__Written request a__:
Identify each line in the records below that contains the word "notification", and copy those lines.

__Excerpt__:
** start **
Anchorage, Alaska tent city, 1915. (Credit: University of Alaska Anchorage)

1915 was a big year in the Great Land. The Alaska Railroad was just getting started, and it would eventually link the rapidly growing town of Anchorage to the interior, eventually extending to Fairbanks. The Alaska Railroad is still a going concern; we can hear the morning and evening freights from our Susitna Valley digs, and in summer, traffic on the rails picks up with the tourist sightseeing trains. It's a vital piece of Alaska's economy, and in 1915, there were a lot of workers coming into Anchorage to help build that railroad.

So many, in fact, that a considerable tent city grew up to house the workers. Conditions were rough. Sanitation was poor. But the people living in those tents were hardworking people, and their efforts were key in making Alaska what it is today.

Anchorage is, today, 110 years later, home to tent cities once more. But these tent cities couldn't be more different than those of 1915.

As is so often the case, Must Read Alaska's Suzanne Downing has some details.

In the spring of 1915, a tent and shanty community grew along the banks of Ship Creek, as workers headed north to work on the Alaska Railroad. The conditions were rough and unsanitary, but the workers were there to be part of something and make a living. There was no safety net for the people who set up the tent city.

In 2025, Anchorage still sees tent communities popping up along roadways, trails, and sometimes on the streets themselves. The difference is that those in the tent communities are drug- and alcohol-addicted mentally ill people who are not looking for work, but looking for a fix.

Between 2020 and 2024, Anchorage appropriated nearly $190 million toward fighting homelessness, with no success. The Assembly is now focused on making Anchorage more affordable, in hopes that the street people will find a place to live.
** end **
__Written request b__:
According to the excerpt above, how much did Anchorage appropriate toward fighting homelessness between 2020 and 2024?

Contour labeling items
** start **
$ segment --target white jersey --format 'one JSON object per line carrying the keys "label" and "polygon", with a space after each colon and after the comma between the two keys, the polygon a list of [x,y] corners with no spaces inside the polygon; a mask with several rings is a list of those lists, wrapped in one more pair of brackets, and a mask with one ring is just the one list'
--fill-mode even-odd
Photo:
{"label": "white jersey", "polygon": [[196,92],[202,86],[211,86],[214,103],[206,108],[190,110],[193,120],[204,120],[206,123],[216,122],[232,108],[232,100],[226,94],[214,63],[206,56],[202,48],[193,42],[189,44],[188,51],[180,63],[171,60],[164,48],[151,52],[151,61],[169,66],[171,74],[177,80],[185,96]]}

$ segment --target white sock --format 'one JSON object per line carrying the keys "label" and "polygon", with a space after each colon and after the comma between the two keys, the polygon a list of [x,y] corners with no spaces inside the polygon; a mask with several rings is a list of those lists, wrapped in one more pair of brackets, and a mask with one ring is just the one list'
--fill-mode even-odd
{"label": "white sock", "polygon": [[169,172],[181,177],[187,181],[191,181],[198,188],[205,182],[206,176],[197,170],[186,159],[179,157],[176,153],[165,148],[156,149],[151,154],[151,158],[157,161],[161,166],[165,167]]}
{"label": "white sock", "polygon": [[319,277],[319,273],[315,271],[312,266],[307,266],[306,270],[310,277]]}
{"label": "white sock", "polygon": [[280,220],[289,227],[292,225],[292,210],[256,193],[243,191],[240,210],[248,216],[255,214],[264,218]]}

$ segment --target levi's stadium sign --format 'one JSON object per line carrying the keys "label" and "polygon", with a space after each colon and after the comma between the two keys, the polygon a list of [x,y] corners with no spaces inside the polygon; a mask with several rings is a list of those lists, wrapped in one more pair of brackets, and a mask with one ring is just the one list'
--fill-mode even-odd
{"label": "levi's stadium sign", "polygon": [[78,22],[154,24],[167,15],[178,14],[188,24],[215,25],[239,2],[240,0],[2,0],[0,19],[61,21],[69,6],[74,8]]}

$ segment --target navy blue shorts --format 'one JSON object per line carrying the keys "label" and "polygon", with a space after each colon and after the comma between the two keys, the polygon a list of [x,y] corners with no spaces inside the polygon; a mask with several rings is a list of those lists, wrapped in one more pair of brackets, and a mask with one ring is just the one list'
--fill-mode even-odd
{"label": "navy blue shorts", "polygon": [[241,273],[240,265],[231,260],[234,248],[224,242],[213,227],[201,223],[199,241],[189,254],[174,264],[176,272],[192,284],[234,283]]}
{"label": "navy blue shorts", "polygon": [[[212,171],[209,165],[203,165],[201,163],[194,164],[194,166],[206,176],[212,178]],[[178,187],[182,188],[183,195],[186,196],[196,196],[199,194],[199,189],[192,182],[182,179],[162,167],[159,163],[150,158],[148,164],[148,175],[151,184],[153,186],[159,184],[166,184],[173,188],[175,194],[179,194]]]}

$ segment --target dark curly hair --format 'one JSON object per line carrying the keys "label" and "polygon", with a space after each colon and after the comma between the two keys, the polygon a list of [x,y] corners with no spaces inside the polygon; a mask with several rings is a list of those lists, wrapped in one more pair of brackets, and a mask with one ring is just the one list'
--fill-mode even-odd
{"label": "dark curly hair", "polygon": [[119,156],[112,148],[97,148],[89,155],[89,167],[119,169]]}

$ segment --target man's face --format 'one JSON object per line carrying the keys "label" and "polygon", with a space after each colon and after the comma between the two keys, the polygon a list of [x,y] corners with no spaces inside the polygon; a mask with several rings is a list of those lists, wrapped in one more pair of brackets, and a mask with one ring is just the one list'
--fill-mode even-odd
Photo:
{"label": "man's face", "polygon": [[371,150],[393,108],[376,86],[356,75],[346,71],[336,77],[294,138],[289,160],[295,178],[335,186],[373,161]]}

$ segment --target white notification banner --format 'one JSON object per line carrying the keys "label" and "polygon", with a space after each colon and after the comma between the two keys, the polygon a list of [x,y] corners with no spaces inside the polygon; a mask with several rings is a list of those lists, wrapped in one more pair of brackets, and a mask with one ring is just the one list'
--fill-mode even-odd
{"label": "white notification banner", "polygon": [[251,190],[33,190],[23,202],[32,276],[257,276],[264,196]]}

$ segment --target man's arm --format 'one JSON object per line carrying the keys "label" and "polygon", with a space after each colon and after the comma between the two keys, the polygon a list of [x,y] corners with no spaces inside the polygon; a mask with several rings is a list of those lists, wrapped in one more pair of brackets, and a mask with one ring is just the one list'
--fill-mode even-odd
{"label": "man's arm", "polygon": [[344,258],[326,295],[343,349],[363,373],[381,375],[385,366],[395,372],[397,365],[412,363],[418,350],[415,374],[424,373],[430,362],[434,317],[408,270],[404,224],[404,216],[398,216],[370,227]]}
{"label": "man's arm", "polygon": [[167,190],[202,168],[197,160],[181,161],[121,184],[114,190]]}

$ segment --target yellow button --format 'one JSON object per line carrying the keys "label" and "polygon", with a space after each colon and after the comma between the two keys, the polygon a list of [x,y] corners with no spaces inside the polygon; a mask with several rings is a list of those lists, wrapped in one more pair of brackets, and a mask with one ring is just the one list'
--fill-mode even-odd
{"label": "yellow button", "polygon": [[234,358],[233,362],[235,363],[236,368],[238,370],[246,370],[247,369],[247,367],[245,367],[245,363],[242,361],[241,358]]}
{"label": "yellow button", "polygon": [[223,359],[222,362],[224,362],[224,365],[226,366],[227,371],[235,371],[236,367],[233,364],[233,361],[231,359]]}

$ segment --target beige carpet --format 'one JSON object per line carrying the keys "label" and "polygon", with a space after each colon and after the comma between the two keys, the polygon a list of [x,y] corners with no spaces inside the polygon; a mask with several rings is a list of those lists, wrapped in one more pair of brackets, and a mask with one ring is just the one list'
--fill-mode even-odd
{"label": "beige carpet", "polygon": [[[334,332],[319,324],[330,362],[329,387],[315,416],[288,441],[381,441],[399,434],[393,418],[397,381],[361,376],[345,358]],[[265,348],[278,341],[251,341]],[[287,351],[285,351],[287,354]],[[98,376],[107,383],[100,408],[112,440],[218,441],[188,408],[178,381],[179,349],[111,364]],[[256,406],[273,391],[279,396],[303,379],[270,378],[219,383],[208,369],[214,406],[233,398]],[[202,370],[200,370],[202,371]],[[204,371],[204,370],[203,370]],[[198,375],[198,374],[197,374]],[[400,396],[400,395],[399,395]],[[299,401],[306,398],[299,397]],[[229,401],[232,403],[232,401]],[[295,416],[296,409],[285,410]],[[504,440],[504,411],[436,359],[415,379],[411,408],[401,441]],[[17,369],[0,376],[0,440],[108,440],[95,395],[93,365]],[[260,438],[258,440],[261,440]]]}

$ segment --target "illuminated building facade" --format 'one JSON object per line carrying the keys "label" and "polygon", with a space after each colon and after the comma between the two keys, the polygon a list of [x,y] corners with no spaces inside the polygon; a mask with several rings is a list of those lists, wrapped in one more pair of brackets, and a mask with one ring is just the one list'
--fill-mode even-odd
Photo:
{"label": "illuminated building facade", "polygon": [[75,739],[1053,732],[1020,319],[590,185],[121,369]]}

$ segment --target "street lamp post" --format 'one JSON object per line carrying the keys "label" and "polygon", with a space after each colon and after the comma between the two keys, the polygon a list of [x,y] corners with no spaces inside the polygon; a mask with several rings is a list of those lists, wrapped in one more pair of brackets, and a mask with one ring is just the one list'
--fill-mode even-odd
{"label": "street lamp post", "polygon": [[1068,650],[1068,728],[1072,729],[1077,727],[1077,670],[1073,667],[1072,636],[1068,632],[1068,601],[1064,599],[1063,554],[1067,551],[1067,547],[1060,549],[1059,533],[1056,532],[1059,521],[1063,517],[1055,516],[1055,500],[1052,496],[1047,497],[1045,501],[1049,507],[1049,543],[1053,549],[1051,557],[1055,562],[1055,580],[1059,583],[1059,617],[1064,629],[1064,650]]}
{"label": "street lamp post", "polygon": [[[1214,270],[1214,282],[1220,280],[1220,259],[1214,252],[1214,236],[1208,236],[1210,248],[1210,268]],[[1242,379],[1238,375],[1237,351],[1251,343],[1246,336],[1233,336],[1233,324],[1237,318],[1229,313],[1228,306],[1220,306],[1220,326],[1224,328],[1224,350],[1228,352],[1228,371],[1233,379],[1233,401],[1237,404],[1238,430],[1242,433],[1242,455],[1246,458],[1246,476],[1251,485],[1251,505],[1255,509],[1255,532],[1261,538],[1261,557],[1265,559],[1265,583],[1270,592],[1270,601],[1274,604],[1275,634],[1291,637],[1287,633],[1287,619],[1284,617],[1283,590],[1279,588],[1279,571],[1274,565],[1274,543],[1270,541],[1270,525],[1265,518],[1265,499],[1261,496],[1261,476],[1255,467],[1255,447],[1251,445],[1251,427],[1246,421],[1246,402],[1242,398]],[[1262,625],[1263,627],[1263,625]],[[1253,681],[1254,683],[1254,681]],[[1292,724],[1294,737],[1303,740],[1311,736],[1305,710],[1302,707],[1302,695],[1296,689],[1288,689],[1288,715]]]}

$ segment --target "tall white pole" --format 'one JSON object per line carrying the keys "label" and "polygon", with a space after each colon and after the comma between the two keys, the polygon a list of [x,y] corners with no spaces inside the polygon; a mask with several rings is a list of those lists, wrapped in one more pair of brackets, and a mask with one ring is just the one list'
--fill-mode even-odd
** end **
__Response a__:
$ segment --target white notification banner --format 'one JSON object per line carrying the keys "label" and "polygon", with a space after each colon and after the comma between the two keys, the polygon a list of [x,y] corners with no spaces inside the polygon; a mask with several rings is a list of those lists, wrapped in one more pair of brackets, and a mask with one ring is just the one list'
{"label": "white notification banner", "polygon": [[251,190],[33,190],[23,202],[32,276],[257,276],[264,196]]}

__Response b__:
Nearly $190 million.